◆ EXERCISE BRIEF ◆
Exact duplicates of all entries are needed.

Referring expression data:
========================

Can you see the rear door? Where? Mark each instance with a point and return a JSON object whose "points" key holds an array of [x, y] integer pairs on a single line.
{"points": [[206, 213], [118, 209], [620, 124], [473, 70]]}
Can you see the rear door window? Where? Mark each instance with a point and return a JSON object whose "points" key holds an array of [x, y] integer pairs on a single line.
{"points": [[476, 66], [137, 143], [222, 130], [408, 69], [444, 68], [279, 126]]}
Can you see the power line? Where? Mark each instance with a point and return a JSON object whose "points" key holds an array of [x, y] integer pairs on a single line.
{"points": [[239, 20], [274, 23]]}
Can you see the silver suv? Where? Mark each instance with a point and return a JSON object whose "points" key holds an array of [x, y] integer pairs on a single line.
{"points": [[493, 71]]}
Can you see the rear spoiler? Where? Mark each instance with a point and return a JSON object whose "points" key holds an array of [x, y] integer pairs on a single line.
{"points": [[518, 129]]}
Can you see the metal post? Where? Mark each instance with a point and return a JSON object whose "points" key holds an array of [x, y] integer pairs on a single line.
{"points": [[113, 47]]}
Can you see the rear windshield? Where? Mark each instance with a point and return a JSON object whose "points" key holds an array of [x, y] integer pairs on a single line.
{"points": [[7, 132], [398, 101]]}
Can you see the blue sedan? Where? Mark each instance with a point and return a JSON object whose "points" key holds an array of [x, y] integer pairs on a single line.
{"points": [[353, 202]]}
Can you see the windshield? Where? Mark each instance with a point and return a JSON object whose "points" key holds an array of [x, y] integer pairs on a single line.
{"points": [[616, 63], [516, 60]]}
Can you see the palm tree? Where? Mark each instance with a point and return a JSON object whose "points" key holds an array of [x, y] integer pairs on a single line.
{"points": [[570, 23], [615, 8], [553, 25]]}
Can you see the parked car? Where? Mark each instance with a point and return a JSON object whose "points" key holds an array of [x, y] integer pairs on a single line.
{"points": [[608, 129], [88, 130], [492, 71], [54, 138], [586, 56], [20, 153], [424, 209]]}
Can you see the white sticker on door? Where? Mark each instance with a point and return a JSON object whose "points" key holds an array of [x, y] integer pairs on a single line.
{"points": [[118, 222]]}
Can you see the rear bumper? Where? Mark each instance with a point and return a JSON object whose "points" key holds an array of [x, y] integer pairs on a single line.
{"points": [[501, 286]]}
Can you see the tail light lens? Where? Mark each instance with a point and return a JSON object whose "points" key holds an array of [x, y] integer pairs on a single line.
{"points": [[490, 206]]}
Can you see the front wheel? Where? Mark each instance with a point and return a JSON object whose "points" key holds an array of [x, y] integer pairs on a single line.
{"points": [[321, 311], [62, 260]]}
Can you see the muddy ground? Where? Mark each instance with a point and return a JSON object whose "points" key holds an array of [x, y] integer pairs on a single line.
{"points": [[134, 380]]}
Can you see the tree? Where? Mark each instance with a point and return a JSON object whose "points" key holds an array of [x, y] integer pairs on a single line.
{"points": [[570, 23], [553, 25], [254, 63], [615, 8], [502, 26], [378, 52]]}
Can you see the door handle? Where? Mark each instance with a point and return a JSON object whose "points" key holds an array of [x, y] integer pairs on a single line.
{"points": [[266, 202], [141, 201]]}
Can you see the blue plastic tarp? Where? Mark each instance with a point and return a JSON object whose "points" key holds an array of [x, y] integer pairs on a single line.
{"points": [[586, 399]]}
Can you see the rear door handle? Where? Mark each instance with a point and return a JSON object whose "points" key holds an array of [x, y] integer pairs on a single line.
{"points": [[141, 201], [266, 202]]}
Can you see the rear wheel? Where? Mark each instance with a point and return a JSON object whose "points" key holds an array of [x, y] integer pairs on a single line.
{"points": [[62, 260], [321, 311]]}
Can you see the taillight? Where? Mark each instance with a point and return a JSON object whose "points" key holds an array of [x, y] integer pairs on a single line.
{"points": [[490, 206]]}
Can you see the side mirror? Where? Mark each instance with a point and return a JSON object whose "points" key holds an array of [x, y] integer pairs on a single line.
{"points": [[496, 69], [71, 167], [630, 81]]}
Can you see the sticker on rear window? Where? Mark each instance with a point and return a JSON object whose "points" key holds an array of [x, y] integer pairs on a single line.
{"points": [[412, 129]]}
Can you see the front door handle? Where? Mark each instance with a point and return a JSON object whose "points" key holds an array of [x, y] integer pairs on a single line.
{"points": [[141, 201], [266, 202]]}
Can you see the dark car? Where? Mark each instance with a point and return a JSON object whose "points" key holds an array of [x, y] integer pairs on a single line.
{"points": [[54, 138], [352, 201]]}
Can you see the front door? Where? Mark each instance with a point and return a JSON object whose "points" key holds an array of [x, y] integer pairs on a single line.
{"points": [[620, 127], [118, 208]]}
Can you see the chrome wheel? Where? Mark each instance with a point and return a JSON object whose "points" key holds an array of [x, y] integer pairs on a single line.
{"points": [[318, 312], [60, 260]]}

========================

◆ SOLVED EXERCISE ◆
Can you see the rear door? Where? Mark each instance with a point and return a JSON object whose "points" key holds an array of [x, y] integer pairs on a single line.
{"points": [[206, 213], [118, 209], [620, 124], [473, 70]]}
Can you see the rear door window? Where? Mark each instance with a point and return a JSON object whose "points" key holds an array of [x, y] integer pairs on a single line.
{"points": [[476, 66], [137, 143], [222, 130], [408, 69], [444, 68], [279, 126]]}
Can you see the power line? Where? Mark each instance with a point and return a JSON object whose "points" key holds an array of [x, y] integer pairs on a single line.
{"points": [[239, 20], [274, 23]]}
Can you see the silver suv? Where? Mark each instance with a point and return a JSON object whose "points" key holds an array of [x, y] integer pairs on a single line.
{"points": [[493, 71]]}
Can you see the rear spoiler? Where? Mark each instance with a point and return a JSON object whose "points" key holds an array of [x, y] integer pairs on a single line.
{"points": [[518, 129]]}
Can you see the metal post? Where? Mark each instance with a point and return a JSON object whose "points" key holds an array of [x, y] integer pairs on a single line.
{"points": [[113, 47]]}
Can you see the rear windshield? Where? Mark each instance with a point and return a JSON object whose "points" key holds an array of [x, y] integer pairs on a single line.
{"points": [[7, 132], [398, 101]]}
Can you see the blue sedan? Where? Mark each instance with a point and return a JSON object whose "points" key holds an array of [x, y] integer pairs on a single line.
{"points": [[353, 202]]}
Can you see the windshield? Where? Mark each instance with a point and return a JSON object whose "points" key holds an array of [x, y] integer pairs on a single line.
{"points": [[616, 63], [516, 60]]}
Can you see the palm tree? Where? Mark each instance with a point and return a JSON object whose "points" key holds an array of [x, y] integer pairs on a single line.
{"points": [[570, 23], [615, 8], [553, 25]]}
Can you see the parked car? Where? Mark each instance with a point and return a JSON object whose "points" key holds an array of [x, y] integer pairs on a single line.
{"points": [[608, 129], [88, 130], [492, 71], [54, 138], [586, 56], [20, 153], [424, 209]]}
Can you see the white sticker on door? Where? Mark each instance with a point and return a JSON object whose "points" key holds an array of [x, y] integer pairs on a single line.
{"points": [[118, 222]]}
Can you see the rear bumper? Where? Mark each instance with a point and return a JSON object whose "points" key holds an array of [x, y] integer pairs on a single line.
{"points": [[501, 286]]}
Can you see the tail light lens? Where? Mark each instance with a point and return a JSON object whose "points" key holds an array of [x, y] integer pairs on a single line.
{"points": [[490, 206]]}
Can you see the front wheel? Where? Mark each instance with a point and return a JSON object whose "points" key holds an array of [x, y] integer pairs on a single line.
{"points": [[321, 311], [62, 260]]}
Can you see the muddy ground? Where? Mark each instance with a point and return a JSON object whose "points" key holds an array of [x, y] integer pairs on a single line.
{"points": [[134, 380]]}
Can you see the tree? Where? Mark each instance with a point and return a JSON object whose "points" key holds an array of [x, y] integer pairs on a single line.
{"points": [[570, 23], [553, 25], [254, 63], [615, 8], [502, 26], [378, 52]]}
Can you see the door handle? Where? Mark each instance with a point and return a JSON object whose "points" key holds an array of [x, y] integer pairs on a single line.
{"points": [[266, 202], [141, 201]]}
Can you see the blue plastic tarp? Where? Mark each instance with a point and return a JSON object whose "points" key holds an array of [x, y] integer pairs on a single line.
{"points": [[586, 399]]}
Can you see the rear door handle? Where? Mark each instance with a point and return a JSON object whose "points" key holds an array of [x, y] integer pairs on a single line.
{"points": [[141, 201], [266, 202]]}
Can you see the rear wheel? Where? Mark each instance with a point and return a JSON object whose "points" key holds an array of [x, y] integer pairs on a single line.
{"points": [[62, 260], [321, 311]]}
Can you see the taillight? Where? Mark each instance with a point and return a JSON object whose "points" key holds an array of [x, y] integer pairs on a single line.
{"points": [[490, 206]]}
Can you see the side mirror? Where? Mark each instance with a point and return a JSON object whose "points" key holds an array of [x, y] integer pairs on a single line.
{"points": [[496, 69], [71, 167], [630, 81]]}
Can you see the sticker on rear window? Where? Mark each instance with a point and return a JSON object whose "points" key holds an array of [x, y] integer pairs on a single line.
{"points": [[412, 129]]}
Can you see the front door handle? Where? Mark each instance with a point and return a JSON object whose "points" key holds an array of [x, y] integer pairs on a single line.
{"points": [[141, 201], [266, 202]]}
Can you see the dark car? Where? Mark each instance with a point and return a JSON object whose "points" key holds an array of [x, y] integer pairs on a single line.
{"points": [[54, 138], [352, 201]]}
Can you see the front door? Where? Mark each instance with a point and return a JSON object whose "points" key holds an array of [x, y] integer pairs on a single line.
{"points": [[620, 127], [118, 208]]}
Can you see the chrome wheel? Where? Mark each instance with a point and return a JSON object whose "points" key holds an array of [x, y] integer pairs on a single line.
{"points": [[318, 312], [60, 260]]}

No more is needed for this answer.